_WHAT YOU NEED TO DO_.
Which lines of the entries contain the string "shorts"? Please find them and copy them.

_THE INPUT_.
────

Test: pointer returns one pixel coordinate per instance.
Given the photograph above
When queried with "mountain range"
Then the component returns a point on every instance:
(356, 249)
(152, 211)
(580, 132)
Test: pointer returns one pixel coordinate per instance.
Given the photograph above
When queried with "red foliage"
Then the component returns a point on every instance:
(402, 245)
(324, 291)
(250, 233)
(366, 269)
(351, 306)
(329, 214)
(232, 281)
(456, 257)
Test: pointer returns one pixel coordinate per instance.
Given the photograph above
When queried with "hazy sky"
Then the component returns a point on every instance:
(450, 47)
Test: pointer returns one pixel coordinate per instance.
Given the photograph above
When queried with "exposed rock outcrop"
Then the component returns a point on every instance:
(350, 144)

────

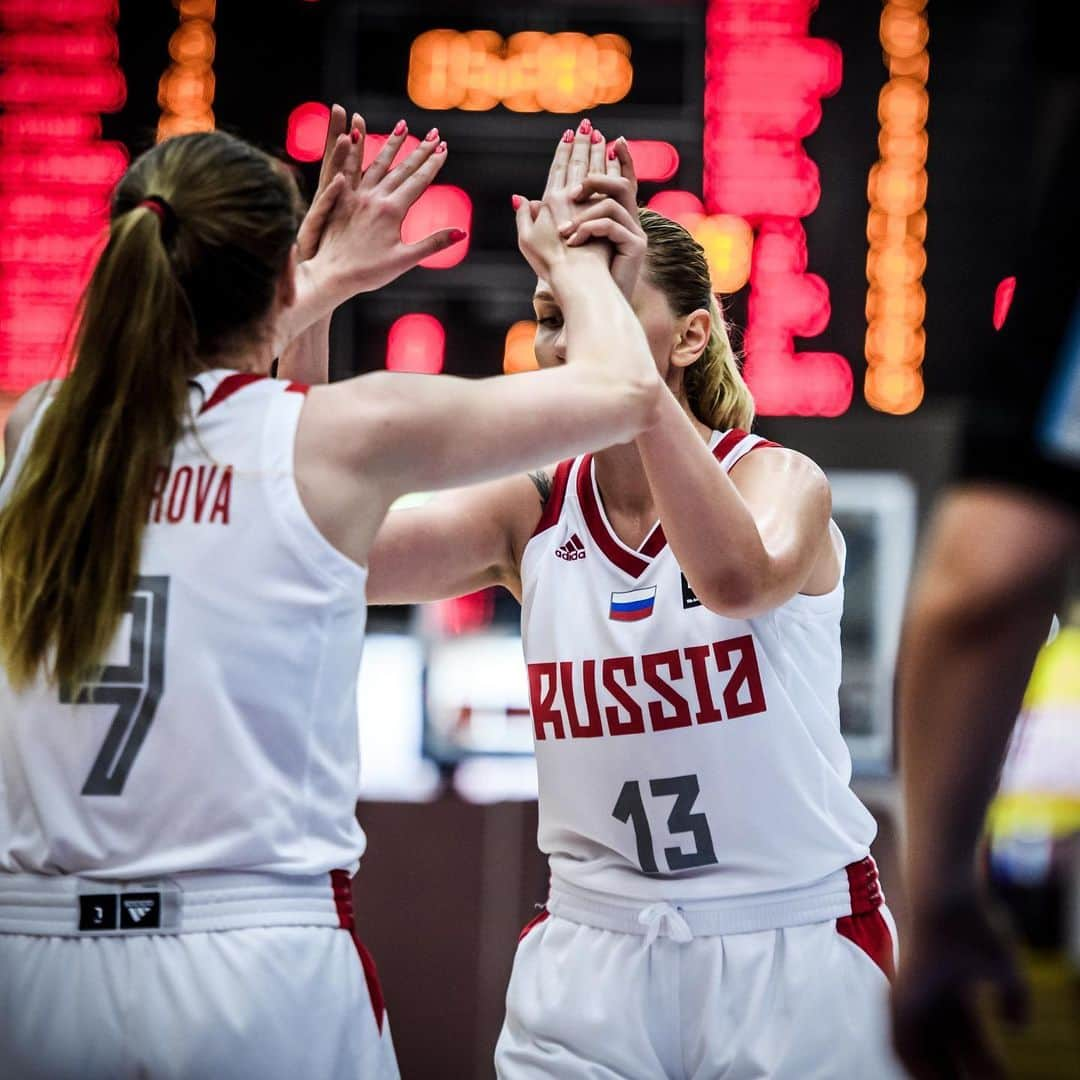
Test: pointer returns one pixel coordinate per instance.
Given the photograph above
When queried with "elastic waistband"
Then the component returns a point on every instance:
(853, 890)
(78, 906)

────

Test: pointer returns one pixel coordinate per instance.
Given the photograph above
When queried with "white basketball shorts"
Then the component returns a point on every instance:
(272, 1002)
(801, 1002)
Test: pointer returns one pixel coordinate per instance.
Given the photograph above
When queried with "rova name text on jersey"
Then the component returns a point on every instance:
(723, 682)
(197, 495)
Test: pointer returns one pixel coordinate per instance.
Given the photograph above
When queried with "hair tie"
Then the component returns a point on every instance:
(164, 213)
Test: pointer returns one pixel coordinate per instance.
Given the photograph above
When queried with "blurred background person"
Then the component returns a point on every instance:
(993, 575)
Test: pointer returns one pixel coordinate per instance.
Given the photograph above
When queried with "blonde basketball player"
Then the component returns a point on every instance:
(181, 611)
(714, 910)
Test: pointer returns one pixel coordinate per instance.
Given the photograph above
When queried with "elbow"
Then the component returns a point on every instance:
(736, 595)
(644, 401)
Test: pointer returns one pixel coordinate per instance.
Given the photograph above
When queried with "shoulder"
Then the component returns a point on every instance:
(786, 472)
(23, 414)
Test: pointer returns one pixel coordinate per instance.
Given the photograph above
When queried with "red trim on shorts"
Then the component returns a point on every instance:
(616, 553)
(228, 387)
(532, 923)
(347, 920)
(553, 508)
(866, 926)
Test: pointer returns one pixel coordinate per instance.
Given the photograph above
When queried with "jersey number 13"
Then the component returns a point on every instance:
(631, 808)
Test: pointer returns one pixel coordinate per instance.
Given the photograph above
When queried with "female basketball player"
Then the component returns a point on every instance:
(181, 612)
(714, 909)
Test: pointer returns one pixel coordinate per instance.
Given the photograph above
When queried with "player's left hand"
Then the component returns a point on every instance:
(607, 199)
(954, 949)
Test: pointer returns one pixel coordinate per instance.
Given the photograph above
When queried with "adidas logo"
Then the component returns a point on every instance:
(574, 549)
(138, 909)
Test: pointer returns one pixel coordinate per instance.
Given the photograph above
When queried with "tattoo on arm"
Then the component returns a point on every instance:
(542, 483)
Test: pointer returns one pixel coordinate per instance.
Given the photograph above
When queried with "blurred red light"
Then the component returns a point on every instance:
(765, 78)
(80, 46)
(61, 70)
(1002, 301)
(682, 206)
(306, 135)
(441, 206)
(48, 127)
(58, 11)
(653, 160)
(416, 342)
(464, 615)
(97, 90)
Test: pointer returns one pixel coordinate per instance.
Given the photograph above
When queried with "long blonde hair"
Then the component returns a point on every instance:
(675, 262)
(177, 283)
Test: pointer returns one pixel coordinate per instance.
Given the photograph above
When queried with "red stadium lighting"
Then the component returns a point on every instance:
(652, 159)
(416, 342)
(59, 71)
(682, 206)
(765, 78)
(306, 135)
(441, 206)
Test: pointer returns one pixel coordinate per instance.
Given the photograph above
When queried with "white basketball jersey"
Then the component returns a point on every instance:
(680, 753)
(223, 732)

────

_PROBLEM SOLUTION_.
When queried with "white basketball shorts"
When queried with "red trim on shorts"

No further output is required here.